WORK TASK 1: In the rows below, from the first row through the row containing "box: [28, 31, 1570, 379]", swap every "rough mask" for "coarse mask" and reproduce those rows with no other change.
[[ EXCERPT, beginning ]]
# Section 2: Working with Dask Arrays

# Inspecting a Dask array
A dask.array called energy is provided for you. The array energy contains electricity load in kWh in Texas sampled every 15 minutes for the year 2000. This dataset was provided by ERCOT.

Your job is to determine the correct shape of the array energy and the total electricity (in kWh) consumed by Texas for the year 2000 (i.e., the sum of the electricity load). Remember to leverage both the .sum() and .compute() methods.

In [None]:
import h5py

filename = '../datasets/Texas/Texas/texas.2000.hdf5'

with h5py.File(filename, 'r') as f:
    # List all groups
    print("Keys: %s" % f.keys())
    a_group_key = list(f.keys())[0]

    # Get the data
    data = list(f[a_group_key])

import dask.array as da

energy = da.from_array(data, chunks=1000)
[[ EXCERPT, end ]]
WORK TASK 2: Translate this sentence from the Dask array exercise into French: "The array energy contains electricity load in kWh in Texas sampled every 15 minutes for the year 2000."
[[ DATA IN THIS EXERCISE, beginning ]]
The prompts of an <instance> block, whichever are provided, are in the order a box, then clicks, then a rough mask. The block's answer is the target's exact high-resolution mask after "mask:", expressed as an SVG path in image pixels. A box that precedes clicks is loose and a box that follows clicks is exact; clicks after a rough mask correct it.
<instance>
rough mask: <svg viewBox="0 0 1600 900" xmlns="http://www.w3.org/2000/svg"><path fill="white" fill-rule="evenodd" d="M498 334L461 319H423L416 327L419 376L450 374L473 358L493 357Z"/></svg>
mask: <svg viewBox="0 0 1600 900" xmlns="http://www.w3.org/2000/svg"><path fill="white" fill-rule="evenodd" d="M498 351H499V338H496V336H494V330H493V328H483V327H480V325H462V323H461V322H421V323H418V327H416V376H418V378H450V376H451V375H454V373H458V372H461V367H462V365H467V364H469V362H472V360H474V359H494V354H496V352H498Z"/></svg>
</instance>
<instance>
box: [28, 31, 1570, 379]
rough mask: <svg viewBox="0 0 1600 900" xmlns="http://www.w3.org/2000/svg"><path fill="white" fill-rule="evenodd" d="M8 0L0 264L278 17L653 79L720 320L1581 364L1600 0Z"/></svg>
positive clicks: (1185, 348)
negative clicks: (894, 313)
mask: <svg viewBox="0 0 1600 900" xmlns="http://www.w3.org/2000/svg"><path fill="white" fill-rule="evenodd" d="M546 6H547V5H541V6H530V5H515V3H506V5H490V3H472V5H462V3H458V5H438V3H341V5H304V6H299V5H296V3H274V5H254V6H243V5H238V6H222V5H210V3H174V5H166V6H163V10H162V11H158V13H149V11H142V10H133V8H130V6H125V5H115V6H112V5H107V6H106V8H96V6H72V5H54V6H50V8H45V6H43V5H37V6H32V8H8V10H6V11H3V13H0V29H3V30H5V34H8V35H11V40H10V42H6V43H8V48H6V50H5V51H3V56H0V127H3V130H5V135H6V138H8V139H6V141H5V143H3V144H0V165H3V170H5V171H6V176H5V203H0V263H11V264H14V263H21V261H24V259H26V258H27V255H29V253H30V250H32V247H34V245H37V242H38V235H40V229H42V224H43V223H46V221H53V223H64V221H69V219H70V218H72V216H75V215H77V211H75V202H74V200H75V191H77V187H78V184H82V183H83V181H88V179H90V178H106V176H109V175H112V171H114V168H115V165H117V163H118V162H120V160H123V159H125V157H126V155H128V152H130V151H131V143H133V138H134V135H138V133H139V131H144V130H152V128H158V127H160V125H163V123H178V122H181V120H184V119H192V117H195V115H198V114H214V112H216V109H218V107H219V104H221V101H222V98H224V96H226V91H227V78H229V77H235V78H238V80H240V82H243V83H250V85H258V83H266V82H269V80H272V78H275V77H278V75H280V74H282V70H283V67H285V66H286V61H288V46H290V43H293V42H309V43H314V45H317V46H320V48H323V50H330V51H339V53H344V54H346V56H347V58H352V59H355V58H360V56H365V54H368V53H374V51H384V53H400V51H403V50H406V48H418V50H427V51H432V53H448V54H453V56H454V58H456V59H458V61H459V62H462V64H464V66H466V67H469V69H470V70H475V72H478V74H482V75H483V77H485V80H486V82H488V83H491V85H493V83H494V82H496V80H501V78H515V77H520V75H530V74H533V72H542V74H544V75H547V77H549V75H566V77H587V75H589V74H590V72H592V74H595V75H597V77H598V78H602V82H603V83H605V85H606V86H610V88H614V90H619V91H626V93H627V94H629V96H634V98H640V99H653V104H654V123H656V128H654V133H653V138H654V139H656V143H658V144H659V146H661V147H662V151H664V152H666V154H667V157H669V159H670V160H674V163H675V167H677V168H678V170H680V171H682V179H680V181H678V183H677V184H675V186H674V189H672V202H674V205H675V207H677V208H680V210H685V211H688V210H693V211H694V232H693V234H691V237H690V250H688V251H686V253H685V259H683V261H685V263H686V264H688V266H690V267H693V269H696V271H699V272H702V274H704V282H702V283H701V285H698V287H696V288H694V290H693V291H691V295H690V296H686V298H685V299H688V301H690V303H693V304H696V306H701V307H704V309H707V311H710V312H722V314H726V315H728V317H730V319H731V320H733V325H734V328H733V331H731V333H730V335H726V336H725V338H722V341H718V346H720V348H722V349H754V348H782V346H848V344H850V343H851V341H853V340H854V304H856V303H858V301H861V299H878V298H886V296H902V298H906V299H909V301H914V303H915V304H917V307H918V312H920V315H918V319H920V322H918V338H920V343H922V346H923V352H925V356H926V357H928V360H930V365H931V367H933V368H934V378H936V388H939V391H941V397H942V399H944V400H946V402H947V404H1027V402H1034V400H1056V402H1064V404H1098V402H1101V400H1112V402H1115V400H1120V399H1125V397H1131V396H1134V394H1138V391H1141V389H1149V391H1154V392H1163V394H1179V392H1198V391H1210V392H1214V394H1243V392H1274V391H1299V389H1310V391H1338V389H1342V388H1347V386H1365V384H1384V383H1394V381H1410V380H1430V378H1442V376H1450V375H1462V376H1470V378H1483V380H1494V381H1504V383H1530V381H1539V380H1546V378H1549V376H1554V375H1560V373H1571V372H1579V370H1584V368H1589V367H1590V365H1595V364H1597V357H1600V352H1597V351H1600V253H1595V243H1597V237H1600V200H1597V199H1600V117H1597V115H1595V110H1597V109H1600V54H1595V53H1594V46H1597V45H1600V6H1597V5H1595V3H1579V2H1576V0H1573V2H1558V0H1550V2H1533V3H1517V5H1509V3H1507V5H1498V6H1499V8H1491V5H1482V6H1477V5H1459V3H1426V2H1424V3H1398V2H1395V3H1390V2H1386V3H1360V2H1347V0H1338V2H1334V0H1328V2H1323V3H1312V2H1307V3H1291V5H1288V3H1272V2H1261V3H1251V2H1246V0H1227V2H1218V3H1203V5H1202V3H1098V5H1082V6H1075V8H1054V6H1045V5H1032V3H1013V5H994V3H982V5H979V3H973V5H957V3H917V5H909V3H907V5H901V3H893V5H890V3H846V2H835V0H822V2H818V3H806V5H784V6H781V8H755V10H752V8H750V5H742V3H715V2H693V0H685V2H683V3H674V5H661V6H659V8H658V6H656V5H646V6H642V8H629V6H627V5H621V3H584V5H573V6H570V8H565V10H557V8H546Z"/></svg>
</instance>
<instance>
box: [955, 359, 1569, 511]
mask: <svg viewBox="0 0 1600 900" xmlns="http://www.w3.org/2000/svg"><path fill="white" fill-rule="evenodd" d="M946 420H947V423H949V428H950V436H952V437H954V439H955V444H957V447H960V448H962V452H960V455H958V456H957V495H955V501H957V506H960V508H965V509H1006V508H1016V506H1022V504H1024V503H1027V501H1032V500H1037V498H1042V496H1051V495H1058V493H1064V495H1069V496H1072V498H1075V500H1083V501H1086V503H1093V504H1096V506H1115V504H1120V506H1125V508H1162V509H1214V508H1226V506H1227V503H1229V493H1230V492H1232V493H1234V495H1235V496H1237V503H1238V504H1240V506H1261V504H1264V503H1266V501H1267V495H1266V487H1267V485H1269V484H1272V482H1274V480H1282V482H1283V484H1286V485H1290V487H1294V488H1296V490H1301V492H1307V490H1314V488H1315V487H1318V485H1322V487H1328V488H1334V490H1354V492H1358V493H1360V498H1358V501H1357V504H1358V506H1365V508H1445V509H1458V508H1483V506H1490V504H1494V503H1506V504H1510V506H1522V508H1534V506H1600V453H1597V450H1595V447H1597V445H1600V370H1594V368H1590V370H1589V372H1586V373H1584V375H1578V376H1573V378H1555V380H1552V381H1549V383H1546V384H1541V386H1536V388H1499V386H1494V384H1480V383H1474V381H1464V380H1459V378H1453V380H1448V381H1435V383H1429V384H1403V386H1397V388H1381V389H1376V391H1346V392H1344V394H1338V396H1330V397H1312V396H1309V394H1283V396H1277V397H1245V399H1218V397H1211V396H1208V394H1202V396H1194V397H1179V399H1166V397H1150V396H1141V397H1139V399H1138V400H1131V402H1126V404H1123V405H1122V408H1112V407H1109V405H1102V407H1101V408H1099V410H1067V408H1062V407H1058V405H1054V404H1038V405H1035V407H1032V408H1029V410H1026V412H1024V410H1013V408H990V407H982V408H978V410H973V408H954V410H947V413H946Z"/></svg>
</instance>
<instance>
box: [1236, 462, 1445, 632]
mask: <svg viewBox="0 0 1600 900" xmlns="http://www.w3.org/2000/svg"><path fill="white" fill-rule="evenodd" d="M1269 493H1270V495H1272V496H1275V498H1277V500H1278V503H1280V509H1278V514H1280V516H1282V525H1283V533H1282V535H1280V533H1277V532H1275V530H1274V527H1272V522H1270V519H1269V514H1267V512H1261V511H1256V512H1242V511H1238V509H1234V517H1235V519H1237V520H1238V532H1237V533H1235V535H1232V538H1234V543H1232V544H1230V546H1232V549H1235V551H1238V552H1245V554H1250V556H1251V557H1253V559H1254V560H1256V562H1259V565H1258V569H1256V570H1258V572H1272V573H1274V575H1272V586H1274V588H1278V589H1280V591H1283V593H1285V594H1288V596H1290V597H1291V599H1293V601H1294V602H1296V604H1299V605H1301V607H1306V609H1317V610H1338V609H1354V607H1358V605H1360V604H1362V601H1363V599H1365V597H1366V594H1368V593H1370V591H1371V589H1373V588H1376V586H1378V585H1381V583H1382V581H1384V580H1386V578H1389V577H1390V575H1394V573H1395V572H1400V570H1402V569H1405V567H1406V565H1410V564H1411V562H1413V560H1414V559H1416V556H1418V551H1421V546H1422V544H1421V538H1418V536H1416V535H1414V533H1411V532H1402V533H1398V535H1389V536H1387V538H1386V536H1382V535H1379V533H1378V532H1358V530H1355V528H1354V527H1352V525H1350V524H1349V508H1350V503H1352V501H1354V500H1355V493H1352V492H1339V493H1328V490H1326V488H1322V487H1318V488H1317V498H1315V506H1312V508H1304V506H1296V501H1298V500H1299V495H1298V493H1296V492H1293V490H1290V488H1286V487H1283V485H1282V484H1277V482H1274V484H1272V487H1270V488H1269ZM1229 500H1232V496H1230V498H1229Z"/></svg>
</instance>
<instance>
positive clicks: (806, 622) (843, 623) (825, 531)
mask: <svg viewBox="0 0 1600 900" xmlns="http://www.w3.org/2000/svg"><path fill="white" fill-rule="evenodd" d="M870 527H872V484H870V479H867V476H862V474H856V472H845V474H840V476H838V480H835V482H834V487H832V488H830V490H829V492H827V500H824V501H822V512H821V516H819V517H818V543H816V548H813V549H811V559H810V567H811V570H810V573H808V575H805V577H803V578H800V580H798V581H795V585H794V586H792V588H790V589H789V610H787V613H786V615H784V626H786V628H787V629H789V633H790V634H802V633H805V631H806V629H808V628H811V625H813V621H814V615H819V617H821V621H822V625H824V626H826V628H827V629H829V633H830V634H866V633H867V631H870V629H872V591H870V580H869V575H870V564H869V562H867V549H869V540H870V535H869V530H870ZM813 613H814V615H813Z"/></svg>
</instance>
[[ DATA IN THIS EXERCISE, end ]]
ANSWER BOX 1:
The prompts of an <instance> block, whichever are provided, are in the order a box, then clicks, then a coarse mask. The block's answer is the target's exact high-resolution mask after "mask:", expressed as an SVG path in image pixels. A box that precedes clicks is loose and a box that follows clicks is exact; clicks after a coarse mask correct it.
<instance>
coarse mask: <svg viewBox="0 0 1600 900" xmlns="http://www.w3.org/2000/svg"><path fill="white" fill-rule="evenodd" d="M498 334L461 319H423L416 327L419 376L450 374L473 358L493 357Z"/></svg>
mask: <svg viewBox="0 0 1600 900" xmlns="http://www.w3.org/2000/svg"><path fill="white" fill-rule="evenodd" d="M498 351H499V338H496V336H494V330H493V328H483V327H480V325H462V323H461V322H421V323H418V327H416V376H418V378H450V376H451V375H454V373H458V372H461V367H462V365H467V364H469V362H472V360H474V359H494V354H496V352H498Z"/></svg>
</instance>
<instance>
box: [28, 31, 1570, 379]

ANSWER BOX 2: Le tableau energy contient la charge électrique en kWh au Texas, échantillonnée toutes les 15 minutes pour l'année 2000.